── Document passage ──

By: LAWSON HAYFORD
In a region increasingly defined by economic anxiety and industrial decline, the Niger Delta Chambers of Commerce, Industry, Trade, Mines and Agriculture (NDCCITMA) is proposing an ambitious reset anchored on a $5 billion investment drive and a promise of 500,000 jobs.
The plan, unveiled ahead of the Niger Delta Economic and Investment Summit scheduled for May 19 to 21 in Port Harcourt, reflects both urgency and optimism in a region grappling with shrinking industrial activity and investor flight.
At a pre-summit briefing, NDCCITMA Chairman Idaere Gogo Ogan said the initiative is designed to reposition the Niger Delta from a resource-dependent economy into a diversified and industrialized growth hub.
“This is about moving from potential to productivity,” he said, framing the investment push as a deliberate attempt to shift the region away from its long-standing reliance on oil extraction toward value creation and enterprise development.
The summit, themed Driving Investment, Innovation, and Industrial Growth in the Niger Delta, is expected to convene policymakers, investors and business leaders from across Nigeria and beyond. President Bola Ahmed Tinubu is billed to attend as special guest of honour, while Barbados Prime Minister Mia Amor Mottley will deliver the keynote address—signaling the event’s international ambition.

───
── Information given ──

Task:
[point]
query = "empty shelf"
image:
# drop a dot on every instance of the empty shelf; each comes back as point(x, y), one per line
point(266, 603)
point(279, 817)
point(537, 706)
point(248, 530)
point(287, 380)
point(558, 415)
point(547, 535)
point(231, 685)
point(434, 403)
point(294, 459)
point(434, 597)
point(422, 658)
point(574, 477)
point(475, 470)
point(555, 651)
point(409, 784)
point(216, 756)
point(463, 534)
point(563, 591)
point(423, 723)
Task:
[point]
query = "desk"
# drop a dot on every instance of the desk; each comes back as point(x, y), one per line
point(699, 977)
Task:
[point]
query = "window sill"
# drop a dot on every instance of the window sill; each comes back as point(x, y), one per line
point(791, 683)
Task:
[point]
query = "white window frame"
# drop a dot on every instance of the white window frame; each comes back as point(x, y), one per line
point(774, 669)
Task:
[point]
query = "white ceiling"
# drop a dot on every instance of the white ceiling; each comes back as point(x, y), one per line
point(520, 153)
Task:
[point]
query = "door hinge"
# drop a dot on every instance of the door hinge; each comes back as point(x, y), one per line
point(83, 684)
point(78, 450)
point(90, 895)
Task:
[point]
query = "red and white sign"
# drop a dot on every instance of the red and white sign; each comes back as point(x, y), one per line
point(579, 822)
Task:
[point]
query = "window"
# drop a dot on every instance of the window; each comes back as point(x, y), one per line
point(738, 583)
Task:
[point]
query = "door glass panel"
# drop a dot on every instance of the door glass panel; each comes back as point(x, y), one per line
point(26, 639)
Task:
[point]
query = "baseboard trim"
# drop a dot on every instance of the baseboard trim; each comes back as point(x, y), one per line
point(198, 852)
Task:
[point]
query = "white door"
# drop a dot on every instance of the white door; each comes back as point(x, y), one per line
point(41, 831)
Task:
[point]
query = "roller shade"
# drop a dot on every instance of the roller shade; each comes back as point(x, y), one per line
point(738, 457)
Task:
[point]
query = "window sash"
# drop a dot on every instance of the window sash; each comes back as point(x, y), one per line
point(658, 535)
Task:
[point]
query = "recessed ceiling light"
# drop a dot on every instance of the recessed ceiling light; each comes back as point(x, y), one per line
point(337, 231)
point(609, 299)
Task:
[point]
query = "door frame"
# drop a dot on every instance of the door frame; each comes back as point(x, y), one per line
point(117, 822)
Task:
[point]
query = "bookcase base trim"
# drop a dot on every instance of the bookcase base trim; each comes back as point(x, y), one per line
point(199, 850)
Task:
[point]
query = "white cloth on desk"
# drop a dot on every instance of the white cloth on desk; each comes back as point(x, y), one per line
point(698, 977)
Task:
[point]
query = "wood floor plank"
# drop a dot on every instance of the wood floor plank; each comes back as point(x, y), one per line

───

**Task brief**
List every person named in the Niger Delta summit article above.

**Output**
Lawson Hayford
Idaere Gogo Ogan
Bola Ahmed Tinubu
Mia Amor Mottley